* [Task statement]: Could you write out the material below again, replacing "Kindly give" with "Please provide" wherever it occurs and leaving everything else unchanged?

* [Data provided]:
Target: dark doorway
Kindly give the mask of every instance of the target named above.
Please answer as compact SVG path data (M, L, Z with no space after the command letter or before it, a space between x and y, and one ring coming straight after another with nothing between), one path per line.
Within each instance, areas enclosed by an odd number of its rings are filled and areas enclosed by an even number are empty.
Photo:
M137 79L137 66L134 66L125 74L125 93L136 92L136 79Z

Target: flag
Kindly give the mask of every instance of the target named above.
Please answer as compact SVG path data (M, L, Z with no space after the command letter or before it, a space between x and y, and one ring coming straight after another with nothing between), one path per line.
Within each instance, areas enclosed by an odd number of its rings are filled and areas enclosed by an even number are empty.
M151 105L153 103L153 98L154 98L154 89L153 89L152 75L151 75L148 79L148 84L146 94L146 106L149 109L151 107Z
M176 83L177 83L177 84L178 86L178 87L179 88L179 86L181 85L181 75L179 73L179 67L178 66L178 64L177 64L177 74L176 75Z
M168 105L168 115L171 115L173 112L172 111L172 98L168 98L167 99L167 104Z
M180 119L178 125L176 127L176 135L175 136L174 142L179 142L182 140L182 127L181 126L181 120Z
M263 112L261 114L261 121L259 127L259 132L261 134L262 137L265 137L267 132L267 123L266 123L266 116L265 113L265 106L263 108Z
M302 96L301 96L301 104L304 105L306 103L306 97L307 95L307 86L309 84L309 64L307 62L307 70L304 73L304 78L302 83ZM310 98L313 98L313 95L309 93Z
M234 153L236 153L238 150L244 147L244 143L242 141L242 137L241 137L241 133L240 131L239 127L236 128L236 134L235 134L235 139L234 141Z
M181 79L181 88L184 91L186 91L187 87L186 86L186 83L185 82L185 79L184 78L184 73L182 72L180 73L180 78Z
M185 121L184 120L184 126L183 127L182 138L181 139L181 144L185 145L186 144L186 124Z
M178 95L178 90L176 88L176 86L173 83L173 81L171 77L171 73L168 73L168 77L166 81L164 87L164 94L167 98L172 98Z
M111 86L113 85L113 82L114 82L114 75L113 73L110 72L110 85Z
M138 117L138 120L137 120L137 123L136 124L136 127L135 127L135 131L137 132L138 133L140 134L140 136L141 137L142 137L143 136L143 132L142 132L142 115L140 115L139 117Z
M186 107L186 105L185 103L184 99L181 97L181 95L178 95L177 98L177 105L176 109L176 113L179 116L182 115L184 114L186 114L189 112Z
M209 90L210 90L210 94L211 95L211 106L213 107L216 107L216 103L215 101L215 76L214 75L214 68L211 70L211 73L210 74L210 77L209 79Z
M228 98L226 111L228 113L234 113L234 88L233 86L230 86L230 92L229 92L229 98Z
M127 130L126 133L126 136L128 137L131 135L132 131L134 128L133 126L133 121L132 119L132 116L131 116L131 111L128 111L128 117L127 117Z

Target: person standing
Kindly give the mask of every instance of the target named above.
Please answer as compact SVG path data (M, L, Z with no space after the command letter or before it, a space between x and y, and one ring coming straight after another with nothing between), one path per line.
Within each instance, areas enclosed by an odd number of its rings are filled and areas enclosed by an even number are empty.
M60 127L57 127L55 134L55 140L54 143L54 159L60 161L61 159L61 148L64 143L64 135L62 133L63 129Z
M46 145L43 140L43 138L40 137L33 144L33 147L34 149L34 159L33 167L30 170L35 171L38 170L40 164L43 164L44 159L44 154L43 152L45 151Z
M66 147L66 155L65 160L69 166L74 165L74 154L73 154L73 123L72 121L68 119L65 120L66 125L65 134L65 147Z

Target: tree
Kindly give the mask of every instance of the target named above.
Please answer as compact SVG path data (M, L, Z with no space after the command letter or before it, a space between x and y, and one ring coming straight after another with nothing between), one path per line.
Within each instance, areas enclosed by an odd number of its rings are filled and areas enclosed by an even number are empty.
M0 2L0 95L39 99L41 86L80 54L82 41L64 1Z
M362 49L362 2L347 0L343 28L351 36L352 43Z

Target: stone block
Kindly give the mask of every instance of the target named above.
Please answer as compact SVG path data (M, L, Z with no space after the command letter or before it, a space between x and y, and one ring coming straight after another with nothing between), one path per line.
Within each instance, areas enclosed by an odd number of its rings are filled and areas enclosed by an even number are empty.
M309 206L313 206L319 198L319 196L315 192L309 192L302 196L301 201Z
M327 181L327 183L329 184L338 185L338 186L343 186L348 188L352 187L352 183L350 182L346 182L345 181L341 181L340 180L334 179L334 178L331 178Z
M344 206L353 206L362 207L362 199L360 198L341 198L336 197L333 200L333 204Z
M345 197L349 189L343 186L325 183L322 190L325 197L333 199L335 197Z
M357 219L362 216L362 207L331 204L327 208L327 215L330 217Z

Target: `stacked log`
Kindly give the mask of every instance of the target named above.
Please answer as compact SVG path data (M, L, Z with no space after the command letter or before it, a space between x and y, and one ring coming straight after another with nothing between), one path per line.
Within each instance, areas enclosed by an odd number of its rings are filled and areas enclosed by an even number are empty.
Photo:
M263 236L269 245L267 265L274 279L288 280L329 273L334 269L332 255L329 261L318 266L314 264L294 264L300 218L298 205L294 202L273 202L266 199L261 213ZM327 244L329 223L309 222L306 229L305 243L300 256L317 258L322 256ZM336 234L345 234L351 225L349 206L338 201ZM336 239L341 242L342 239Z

* [The completed task]:
Target: dark doorway
Please provide the mask of every instance of the target named above.
Please answer as compact SVG path data (M, L, Z with no space after the command letter or before it, a space between x and y, and one ring coming straight after another with nothing between), one path per line.
Within each instance, areas enclosed by an odd number of its rings are filled and areas enclosed by an even number are empty.
Photo:
M137 79L137 66L134 66L125 74L125 93L136 92L136 79Z

Target: flag
Please provide the mask of every instance of the target named above.
Please answer as compact SVG path data (M, L, Z with no space after the command letter or before it, a space between x and y, and one ring coming straight after another with nothing between), one path per line.
Within each instance, areas enclosed by an odd number of its rings are filled and areas enclosed by an even number are empty.
M151 105L153 103L153 98L154 98L154 89L153 89L152 75L151 75L148 79L148 84L146 94L146 106L149 109L151 107Z
M176 83L177 83L177 84L178 86L178 87L179 88L179 86L181 85L181 75L179 73L179 67L178 66L178 64L177 64L177 74L176 75Z
M168 105L168 115L171 115L173 112L172 111L172 98L168 98L167 99L167 104Z
M180 119L178 125L176 127L176 135L175 136L174 142L179 142L182 140L182 127L181 126L181 120Z
M263 112L261 114L261 121L259 127L259 132L261 134L262 137L265 137L267 132L267 123L266 123L266 116L265 113L265 106L263 108Z
M302 96L301 96L301 104L304 105L306 103L306 97L307 95L307 86L309 84L309 64L307 62L307 70L304 73L304 78L302 83ZM310 98L313 98L313 95L309 93Z
M234 153L236 153L238 150L244 147L244 143L242 141L242 137L241 137L241 133L240 131L239 127L236 128L236 134L235 134L235 139L234 141Z
M181 79L181 88L184 91L186 91L187 87L186 86L186 83L185 82L185 79L184 78L184 73L182 72L180 73L180 78Z
M185 121L184 120L184 126L183 127L182 138L181 139L181 144L185 145L186 144L186 124Z
M178 95L178 90L176 88L176 86L173 83L173 81L171 77L171 73L168 73L168 77L166 81L164 87L164 94L167 98L172 98Z
M111 86L113 85L113 82L114 82L114 75L113 73L110 72L110 85Z
M138 117L138 120L137 120L137 123L136 124L136 127L135 127L135 131L137 132L138 133L140 134L140 136L141 137L142 137L143 136L143 132L142 132L142 115L140 115L139 117Z
M186 107L186 105L185 103L184 99L181 97L181 95L178 95L177 98L177 105L176 109L176 113L179 116L182 115L184 114L186 114L189 112Z
M209 90L210 90L210 94L211 95L211 106L213 107L216 107L216 103L215 101L215 76L214 75L214 68L211 70L211 73L210 74L210 77L209 79Z
M228 98L226 111L228 113L234 113L234 88L233 86L230 86L230 92L229 92L229 98Z
M127 130L126 133L126 136L128 137L131 135L132 131L134 128L133 126L133 121L132 119L132 116L131 116L131 111L128 111L128 117L127 117Z

Target: person standing
Please provide the mask of every instance of the target named above.
Please answer as compact SVG path data (M, L, Z with no space after the command letter or before it, a space between x and y, and one ring coming straight after another with nothing between), one path per line.
Within each instance, areas enclosed by an odd number of its rings are filled and areas enclosed by an even number are empty.
M60 127L57 127L55 134L55 140L54 143L54 159L60 161L61 159L61 148L64 143L64 135L62 133L63 129Z
M46 145L43 140L43 138L40 137L33 144L33 147L34 149L34 159L33 167L30 170L35 171L38 170L40 164L43 164L44 159L44 154L43 152L45 151Z
M66 147L66 155L65 160L69 166L74 165L74 154L73 154L73 123L72 121L68 119L65 120L66 125L65 134L65 147Z

Target: tree
Please provide the mask of every instance of the target named above.
Please answer as compact SVG path data (M, L, Z with no space after the command letter or before it, a space between x and y, and one ring coming straight after another with nothing between), one path per line.
Within each instance, areas enclosed by an odd number of its rings are filled and areas enclosed by an even number are empty.
M0 2L0 95L39 99L41 86L80 54L82 41L64 1Z
M362 49L362 2L347 0L343 28L351 36L352 43Z

Target: stone block
Please provide the mask of every instance of the target named above.
Please answer as compact SVG path data (M, L, Z with no space after the command letter or before it, a space between x and y, and one ring coming straight after another with nothing between), one path per line.
Within each instance, areas enclosed by an odd number of its rings are filled and areas enclosed by an even number are empty.
M309 206L313 206L319 198L319 196L315 192L309 192L302 196L301 201Z
M327 181L327 183L329 184L338 185L338 186L343 186L348 188L352 187L352 183L350 182L346 182L345 181L341 181L340 180L334 179L334 178L331 178Z
M344 206L353 206L362 207L362 199L360 198L341 198L336 197L333 200L333 204Z
M345 197L349 189L343 186L325 183L322 190L325 197L333 199L335 197Z
M357 219L362 216L362 207L331 204L327 208L327 215L330 217Z

Target: `stacked log`
Please provide the mask of every instance of the target named above.
Please answer as compact SVG path data (M, L, Z with no space after the command letter or before it, a space between x and y, and one ring coming straight after another with nothing between), one path per line.
Within each instance, areas enclosed by an odd number of its rings are filled and areas enclosed by an even number are empty.
Photo:
M263 236L269 245L267 265L274 279L288 280L329 273L334 269L332 255L329 261L318 266L314 264L294 264L300 218L298 205L294 202L273 202L266 199L261 213ZM327 244L329 223L309 222L306 229L305 243L300 256L317 258L322 256ZM336 234L345 234L351 225L349 206L338 201ZM336 239L341 242L342 239Z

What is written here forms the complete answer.